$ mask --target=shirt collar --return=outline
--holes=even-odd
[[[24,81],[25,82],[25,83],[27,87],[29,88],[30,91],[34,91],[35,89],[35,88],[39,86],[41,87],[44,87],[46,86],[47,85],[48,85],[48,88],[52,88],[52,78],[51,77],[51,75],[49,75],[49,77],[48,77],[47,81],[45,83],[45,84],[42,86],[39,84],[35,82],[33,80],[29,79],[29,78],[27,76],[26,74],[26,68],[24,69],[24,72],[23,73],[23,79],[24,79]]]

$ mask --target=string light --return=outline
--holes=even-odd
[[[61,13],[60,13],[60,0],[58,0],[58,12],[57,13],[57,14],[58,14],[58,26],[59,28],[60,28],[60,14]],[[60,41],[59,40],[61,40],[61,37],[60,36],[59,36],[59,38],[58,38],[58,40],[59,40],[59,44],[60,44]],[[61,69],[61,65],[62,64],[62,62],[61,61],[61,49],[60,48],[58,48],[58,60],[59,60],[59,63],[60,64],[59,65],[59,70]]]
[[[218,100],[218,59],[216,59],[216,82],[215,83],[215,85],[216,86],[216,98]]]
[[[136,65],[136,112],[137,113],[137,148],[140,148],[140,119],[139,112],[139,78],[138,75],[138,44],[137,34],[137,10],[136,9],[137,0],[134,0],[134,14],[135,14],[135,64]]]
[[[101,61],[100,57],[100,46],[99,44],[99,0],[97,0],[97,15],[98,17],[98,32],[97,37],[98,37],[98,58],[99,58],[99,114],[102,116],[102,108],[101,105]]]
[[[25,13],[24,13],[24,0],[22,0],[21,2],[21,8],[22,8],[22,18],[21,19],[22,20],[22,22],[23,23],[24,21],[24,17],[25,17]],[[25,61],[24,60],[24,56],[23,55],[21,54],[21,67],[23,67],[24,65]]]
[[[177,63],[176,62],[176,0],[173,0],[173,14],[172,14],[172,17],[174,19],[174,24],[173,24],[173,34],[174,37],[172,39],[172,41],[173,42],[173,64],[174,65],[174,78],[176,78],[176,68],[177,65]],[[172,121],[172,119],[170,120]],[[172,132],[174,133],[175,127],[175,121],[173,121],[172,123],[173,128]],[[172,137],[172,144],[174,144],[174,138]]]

§ Work to do
All of the data shown above must be copied exactly.

§ The response
$ mask --target=shirt collar --return=outline
--holes=even-odd
[[[24,81],[25,82],[25,83],[27,87],[29,88],[30,91],[34,91],[35,89],[35,88],[39,86],[41,87],[44,87],[46,86],[47,85],[48,85],[48,88],[52,88],[52,78],[51,77],[51,75],[49,75],[49,77],[48,77],[47,81],[45,83],[45,84],[42,86],[39,84],[35,82],[33,80],[29,79],[29,78],[27,76],[26,74],[26,68],[24,69],[24,72],[23,73],[23,79],[24,79]]]

$ mask --target=string light --return=outline
--holes=even-odd
[[[61,13],[60,13],[60,0],[58,0],[58,12],[57,13],[57,14],[58,14],[58,26],[59,28],[60,28],[60,14]],[[60,41],[59,40],[61,40],[61,37],[60,36],[59,36],[59,38],[58,38],[58,40],[59,40],[59,44],[60,44]],[[61,69],[61,65],[62,64],[62,62],[61,61],[61,49],[60,48],[58,48],[58,60],[59,60],[59,63],[60,64],[59,65],[59,70]]]
[[[218,100],[218,59],[216,59],[216,82],[215,83],[215,85],[216,86],[216,98]]]
[[[136,65],[136,112],[137,113],[137,148],[140,148],[140,119],[139,112],[139,78],[138,75],[138,44],[137,34],[137,10],[136,9],[137,0],[134,0],[134,14],[135,14],[135,64]]]
[[[101,61],[100,57],[100,46],[99,44],[99,0],[97,0],[97,15],[98,17],[98,32],[97,37],[98,37],[98,58],[99,58],[99,114],[102,116],[102,108],[101,105]]]
[[[25,13],[24,13],[24,0],[22,0],[21,2],[21,8],[22,8],[22,18],[21,19],[22,20],[22,22],[23,23],[24,21],[24,17],[25,17]],[[25,61],[24,60],[24,56],[23,55],[21,54],[21,67],[23,67],[24,65]]]
[[[177,63],[176,62],[176,0],[173,0],[173,14],[172,14],[172,17],[174,19],[174,24],[173,24],[173,34],[174,37],[172,39],[172,41],[173,42],[173,64],[174,65],[174,78],[176,78],[176,68],[177,65]],[[172,121],[172,119],[170,120]],[[172,132],[174,133],[175,127],[175,121],[173,121],[172,123],[173,128]],[[172,137],[172,144],[174,144],[174,138]]]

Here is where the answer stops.